── Extrait présenté

F. DUBET : L'expérience sociologique - LA DECOUVERTE – 2007)

L'expérience sociologique

François DUBET

LA DECOUVERTE – 2007

L’état de la sociologie en France dans les années 1960

A travers ce livre, François Dubet nous présente l’évolution de son travail personnel mise en lien avec l’évolution de la sociologie en général ainsi que de la société dans laquelle s’insèrent ses recherches. Il s’agit donc, selon ses termes, de « faire d’une façon subjective la sociologie de la sociologie » : « rien de plus », rajoute-t-il. Rien de plus mais c’est déjà énorme. Lorsque François Dubet découvrit la sociologie dans les années 1960, celle-ci se détachait à peine de la philosophie. Pour l’étudiant qu’il était, elle apparaissait comme formée d’une part par une sociologie fonctionnaliste américaine (Lazarsfeld, Merton,…) accompagnant la relecture des pères fondateurs et, d’autre part, par la référence au Marxisme. Il était possible d’assumer ce double héritage, d’une part parcequ’il y avait un fort accent mis sur la maitrise des techniques statistiques et, d’autre part, parceque ces deux traditions faisaient implicitement référence à la société industrielle. A partir de 1968, la sociologie française se structure en quatre tendances, chacune caractérisée par un ou des auteurs emblématiques et par un objet de prédilection. Le courant dominant est celui d’une sociologie marxiste et structuraliste qui cherche à dévoiler les structures de domination « cachées » par lesquelles le système impose sa logique. Les auteurs les plus typiques de ce courant sont Poulantzas et Althusser mais on peut y relier également Bourdieu et Passeron ainsi que Baudelot et Establet. L’Ecole comme structure de transmission d’une culture dominante apparait comme un objet privilégié. Le deuxième « camp » se constitue alors à peine sous la logique de la théorie du choix rationnel et de l’acteur stratège. Raymond Boudon développe l’analyse de la mobilité sociale alors que Crozier s’intéresse avant tout aux organisations. Enfin, Alain Touraine occupe une place à part en reliant la tradition sociologique classique avec la filiation marxiste et en s’appuyant surtout sur l’analyse des mouvements sociaux. C’est dans ce contexte général que Dubet nous « conte » ensuite sa propre démarche de chercheur.

────

Exercice bref 1
Extrayez sans la moindre modification le passage des lignes qui va de la ligne contenant « Mark every instance of the power » jusqu'à la fin des lignes, bornes comprises. N'incluez pas les images dans votre réponse.
L'extrait et les lignes constituent deux documents indépendants l'un de l'autre.

── Entrées extraites

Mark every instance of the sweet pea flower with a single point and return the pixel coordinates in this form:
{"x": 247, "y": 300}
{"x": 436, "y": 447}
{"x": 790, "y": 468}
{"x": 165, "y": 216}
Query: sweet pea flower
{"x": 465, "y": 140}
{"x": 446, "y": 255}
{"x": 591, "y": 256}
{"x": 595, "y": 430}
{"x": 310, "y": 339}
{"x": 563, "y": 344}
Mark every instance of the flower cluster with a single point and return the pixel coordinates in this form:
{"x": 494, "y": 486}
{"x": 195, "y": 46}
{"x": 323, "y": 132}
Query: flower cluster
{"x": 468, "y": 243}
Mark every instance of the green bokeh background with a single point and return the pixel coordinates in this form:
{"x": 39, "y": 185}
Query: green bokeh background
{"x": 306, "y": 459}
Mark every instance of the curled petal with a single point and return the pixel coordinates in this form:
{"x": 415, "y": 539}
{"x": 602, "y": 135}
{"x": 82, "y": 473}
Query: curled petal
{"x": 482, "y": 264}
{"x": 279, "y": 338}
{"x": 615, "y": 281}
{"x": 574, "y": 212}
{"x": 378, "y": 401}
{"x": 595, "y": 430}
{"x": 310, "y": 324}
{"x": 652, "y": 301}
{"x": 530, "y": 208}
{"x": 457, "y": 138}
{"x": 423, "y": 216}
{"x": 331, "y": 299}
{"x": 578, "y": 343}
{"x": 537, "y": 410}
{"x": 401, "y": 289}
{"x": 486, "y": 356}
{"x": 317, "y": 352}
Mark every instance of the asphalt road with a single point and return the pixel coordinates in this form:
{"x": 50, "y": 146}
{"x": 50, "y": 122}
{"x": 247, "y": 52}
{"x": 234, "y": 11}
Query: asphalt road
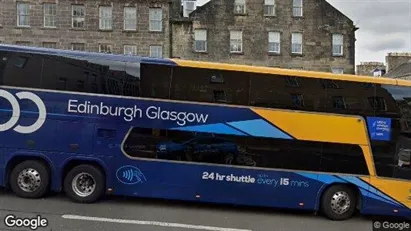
{"x": 130, "y": 214}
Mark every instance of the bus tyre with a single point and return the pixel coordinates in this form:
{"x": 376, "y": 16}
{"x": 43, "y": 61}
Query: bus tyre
{"x": 30, "y": 179}
{"x": 84, "y": 184}
{"x": 339, "y": 202}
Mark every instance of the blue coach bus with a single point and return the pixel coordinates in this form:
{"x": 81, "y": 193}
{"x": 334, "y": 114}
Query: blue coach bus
{"x": 90, "y": 124}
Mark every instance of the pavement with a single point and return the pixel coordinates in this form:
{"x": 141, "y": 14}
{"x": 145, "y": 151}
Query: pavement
{"x": 131, "y": 214}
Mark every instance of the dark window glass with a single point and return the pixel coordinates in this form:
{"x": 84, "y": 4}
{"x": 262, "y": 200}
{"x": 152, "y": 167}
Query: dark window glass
{"x": 327, "y": 83}
{"x": 21, "y": 69}
{"x": 220, "y": 97}
{"x": 378, "y": 103}
{"x": 206, "y": 85}
{"x": 343, "y": 158}
{"x": 348, "y": 97}
{"x": 338, "y": 102}
{"x": 298, "y": 100}
{"x": 155, "y": 81}
{"x": 71, "y": 73}
{"x": 291, "y": 81}
{"x": 245, "y": 151}
{"x": 392, "y": 154}
{"x": 287, "y": 92}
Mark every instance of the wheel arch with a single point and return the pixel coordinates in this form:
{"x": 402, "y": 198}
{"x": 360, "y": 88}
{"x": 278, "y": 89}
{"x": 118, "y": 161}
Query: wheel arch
{"x": 14, "y": 160}
{"x": 355, "y": 188}
{"x": 70, "y": 163}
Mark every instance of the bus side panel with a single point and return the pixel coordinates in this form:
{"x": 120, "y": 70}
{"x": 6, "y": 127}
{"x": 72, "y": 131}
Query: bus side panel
{"x": 217, "y": 184}
{"x": 2, "y": 164}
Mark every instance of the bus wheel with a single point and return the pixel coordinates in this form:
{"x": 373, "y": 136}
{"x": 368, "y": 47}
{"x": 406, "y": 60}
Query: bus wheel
{"x": 84, "y": 184}
{"x": 339, "y": 202}
{"x": 30, "y": 179}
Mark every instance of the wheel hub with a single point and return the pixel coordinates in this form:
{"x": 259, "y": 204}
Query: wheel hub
{"x": 83, "y": 184}
{"x": 340, "y": 202}
{"x": 29, "y": 180}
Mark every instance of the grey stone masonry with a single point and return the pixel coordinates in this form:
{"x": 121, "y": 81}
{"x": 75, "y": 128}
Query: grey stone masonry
{"x": 52, "y": 26}
{"x": 318, "y": 23}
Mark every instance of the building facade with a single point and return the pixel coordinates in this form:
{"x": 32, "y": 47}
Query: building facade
{"x": 370, "y": 68}
{"x": 395, "y": 59}
{"x": 134, "y": 27}
{"x": 298, "y": 34}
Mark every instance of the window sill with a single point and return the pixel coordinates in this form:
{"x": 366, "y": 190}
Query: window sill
{"x": 130, "y": 31}
{"x": 23, "y": 27}
{"x": 49, "y": 28}
{"x": 78, "y": 29}
{"x": 297, "y": 54}
{"x": 274, "y": 53}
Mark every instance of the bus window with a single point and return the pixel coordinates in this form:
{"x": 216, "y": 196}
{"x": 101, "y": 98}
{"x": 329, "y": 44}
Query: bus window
{"x": 343, "y": 158}
{"x": 287, "y": 92}
{"x": 213, "y": 86}
{"x": 391, "y": 150}
{"x": 348, "y": 97}
{"x": 21, "y": 69}
{"x": 155, "y": 81}
{"x": 132, "y": 79}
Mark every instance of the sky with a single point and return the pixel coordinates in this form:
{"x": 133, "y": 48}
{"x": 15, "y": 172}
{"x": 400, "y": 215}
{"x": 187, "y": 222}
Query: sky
{"x": 384, "y": 26}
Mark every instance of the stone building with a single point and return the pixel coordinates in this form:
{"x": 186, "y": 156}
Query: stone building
{"x": 298, "y": 34}
{"x": 369, "y": 68}
{"x": 395, "y": 59}
{"x": 132, "y": 27}
{"x": 399, "y": 64}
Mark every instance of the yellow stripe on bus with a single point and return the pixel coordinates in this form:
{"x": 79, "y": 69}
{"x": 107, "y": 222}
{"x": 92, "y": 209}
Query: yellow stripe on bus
{"x": 396, "y": 189}
{"x": 318, "y": 127}
{"x": 281, "y": 71}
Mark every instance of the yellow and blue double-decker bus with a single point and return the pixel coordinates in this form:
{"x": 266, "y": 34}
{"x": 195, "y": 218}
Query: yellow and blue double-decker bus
{"x": 91, "y": 124}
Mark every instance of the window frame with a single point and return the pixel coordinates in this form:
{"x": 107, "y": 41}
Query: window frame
{"x": 234, "y": 41}
{"x": 156, "y": 46}
{"x": 275, "y": 42}
{"x": 242, "y": 4}
{"x": 153, "y": 19}
{"x": 26, "y": 13}
{"x": 200, "y": 38}
{"x": 301, "y": 37}
{"x": 105, "y": 18}
{"x": 134, "y": 49}
{"x": 298, "y": 5}
{"x": 127, "y": 20}
{"x": 337, "y": 42}
{"x": 46, "y": 15}
{"x": 270, "y": 9}
{"x": 74, "y": 17}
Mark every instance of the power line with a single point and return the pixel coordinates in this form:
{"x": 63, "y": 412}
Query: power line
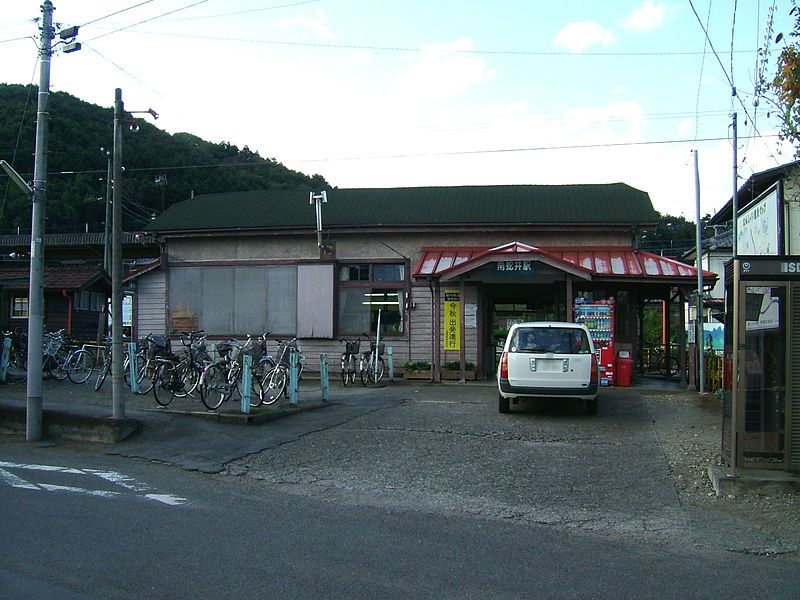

────

Exercice bref 2
D'après l'extrait, à quoi Crozier s'intéresse-t-il avant tout ?

Solution complète 1
Mark every instance of the power line with a single point and return the pixel coordinates in this form:
{"x": 63, "y": 412}
Query: power line

Solution complète 2
Aux organisations.